Location identification items
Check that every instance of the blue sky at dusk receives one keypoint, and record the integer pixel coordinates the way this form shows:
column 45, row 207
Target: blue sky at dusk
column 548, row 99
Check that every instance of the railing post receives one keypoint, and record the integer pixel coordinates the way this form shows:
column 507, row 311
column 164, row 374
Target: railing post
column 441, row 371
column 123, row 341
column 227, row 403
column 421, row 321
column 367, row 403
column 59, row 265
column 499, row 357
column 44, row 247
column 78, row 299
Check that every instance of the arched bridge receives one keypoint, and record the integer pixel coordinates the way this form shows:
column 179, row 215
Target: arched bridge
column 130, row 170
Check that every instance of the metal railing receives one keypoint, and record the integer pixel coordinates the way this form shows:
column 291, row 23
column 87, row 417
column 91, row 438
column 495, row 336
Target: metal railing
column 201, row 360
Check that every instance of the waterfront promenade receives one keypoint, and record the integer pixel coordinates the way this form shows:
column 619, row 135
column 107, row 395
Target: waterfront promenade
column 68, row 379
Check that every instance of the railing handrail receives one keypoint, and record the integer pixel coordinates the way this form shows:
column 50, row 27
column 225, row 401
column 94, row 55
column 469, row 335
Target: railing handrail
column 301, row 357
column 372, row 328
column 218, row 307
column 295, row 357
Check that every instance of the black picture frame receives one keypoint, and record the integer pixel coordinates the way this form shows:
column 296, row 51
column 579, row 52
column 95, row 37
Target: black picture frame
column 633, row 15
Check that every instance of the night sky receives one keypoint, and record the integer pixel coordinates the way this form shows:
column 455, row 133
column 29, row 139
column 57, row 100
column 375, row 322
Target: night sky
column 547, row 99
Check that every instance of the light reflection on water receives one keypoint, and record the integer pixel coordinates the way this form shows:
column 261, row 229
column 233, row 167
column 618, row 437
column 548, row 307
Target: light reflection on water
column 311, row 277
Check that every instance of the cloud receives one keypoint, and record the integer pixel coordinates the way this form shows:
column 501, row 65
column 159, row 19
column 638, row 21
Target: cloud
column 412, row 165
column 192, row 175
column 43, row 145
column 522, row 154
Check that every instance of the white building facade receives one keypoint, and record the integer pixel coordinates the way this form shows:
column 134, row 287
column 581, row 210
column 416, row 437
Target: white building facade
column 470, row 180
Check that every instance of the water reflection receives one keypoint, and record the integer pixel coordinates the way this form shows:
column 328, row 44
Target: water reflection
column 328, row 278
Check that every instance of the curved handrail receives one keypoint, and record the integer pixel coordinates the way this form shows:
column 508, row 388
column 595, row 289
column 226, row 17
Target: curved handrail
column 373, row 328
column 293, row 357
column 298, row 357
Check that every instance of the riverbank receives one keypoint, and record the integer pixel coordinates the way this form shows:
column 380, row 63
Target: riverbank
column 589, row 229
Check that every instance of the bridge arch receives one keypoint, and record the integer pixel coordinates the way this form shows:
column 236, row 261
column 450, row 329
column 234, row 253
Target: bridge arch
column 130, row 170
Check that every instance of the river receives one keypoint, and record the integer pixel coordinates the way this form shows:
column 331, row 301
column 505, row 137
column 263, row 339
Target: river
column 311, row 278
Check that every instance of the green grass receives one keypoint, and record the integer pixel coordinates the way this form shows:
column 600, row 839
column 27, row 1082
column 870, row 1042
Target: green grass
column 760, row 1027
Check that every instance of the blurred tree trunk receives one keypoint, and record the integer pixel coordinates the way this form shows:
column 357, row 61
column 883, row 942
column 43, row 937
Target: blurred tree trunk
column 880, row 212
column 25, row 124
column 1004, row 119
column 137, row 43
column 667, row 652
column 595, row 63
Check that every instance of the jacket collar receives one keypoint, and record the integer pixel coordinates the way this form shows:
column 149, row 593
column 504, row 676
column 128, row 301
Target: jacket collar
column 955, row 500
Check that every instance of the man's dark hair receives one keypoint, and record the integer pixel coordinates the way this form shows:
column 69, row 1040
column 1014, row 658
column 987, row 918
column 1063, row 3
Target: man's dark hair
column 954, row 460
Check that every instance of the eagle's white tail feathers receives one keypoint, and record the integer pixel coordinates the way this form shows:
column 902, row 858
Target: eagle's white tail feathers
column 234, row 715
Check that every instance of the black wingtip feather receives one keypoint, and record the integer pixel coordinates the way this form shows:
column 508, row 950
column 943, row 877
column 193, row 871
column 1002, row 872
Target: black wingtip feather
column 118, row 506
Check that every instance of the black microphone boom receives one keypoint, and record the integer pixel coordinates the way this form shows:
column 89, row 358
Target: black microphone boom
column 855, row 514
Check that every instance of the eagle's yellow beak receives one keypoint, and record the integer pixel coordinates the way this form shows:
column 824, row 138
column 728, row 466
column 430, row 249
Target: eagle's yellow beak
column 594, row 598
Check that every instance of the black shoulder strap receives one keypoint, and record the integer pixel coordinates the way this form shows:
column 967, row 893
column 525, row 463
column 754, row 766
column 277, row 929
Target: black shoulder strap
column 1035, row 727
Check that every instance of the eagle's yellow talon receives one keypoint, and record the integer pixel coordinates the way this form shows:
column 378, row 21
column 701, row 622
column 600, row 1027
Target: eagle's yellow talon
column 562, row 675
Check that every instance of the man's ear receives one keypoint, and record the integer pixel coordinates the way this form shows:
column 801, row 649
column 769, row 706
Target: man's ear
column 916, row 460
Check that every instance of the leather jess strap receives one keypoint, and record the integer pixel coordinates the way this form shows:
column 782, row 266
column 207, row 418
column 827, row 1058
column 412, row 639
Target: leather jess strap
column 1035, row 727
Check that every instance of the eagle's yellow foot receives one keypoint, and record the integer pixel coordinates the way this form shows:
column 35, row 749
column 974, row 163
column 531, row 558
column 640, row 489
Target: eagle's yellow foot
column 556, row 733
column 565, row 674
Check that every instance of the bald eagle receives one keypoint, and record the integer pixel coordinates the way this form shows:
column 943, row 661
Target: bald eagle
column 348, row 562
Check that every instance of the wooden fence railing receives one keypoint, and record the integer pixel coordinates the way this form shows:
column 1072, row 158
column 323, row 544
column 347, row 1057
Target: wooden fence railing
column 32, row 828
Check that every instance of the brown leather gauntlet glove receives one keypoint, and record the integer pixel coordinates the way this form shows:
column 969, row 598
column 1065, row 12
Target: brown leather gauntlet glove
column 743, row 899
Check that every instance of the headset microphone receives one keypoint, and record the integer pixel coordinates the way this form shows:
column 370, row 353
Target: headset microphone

**TASK REQUIREMENTS:**
Write out, word for word, the lines from the one containing "Check that every instance of the eagle's yellow foot" through the one containing "column 348, row 562", including both of those lines.

**WRITTEN REPLY:**
Check that every instance of the eagle's yellow foot receives one keypoint, and record the integer pixel coordinates the way this form shows:
column 35, row 749
column 974, row 163
column 531, row 558
column 640, row 489
Target: eagle's yellow foot
column 556, row 733
column 565, row 674
Check that every instance of the bald eagle receives one keypoint, and record the integer pixel coordinates the way this form shows:
column 943, row 661
Target: bald eagle
column 348, row 562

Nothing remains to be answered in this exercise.